▸ **Task material**
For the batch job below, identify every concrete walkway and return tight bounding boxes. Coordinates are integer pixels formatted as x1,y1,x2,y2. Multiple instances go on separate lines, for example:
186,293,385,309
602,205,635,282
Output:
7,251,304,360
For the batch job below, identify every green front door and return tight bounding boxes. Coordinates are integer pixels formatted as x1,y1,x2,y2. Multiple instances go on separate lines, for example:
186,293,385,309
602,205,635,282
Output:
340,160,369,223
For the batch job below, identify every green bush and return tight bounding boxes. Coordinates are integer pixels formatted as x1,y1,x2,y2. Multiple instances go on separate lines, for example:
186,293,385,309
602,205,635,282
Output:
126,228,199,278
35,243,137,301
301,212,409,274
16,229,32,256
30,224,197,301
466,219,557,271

▸ **Task goal**
The lines from the one containing "For the batch job below, identify every green front" through the final line of the entries above are to be printed exactly, with nothing added.

▸ **Solution to this problem**
For the batch job below, identify every green front door and return tight bounding boxes. Coordinates are integer pixels formatted as x1,y1,x2,y2. Multiple instances go on separate lines, for example:
186,293,385,309
602,205,635,282
Output:
340,160,369,223
For the batch job below, identify every green bush and return tight bounding boxes. Coordinates are integer pixels formatted as x1,y1,x2,y2. Multiple instances go on separate lines, for example:
186,293,385,309
602,205,635,282
Output:
126,228,199,278
35,243,137,301
301,212,409,274
16,229,32,256
30,224,197,301
466,219,557,271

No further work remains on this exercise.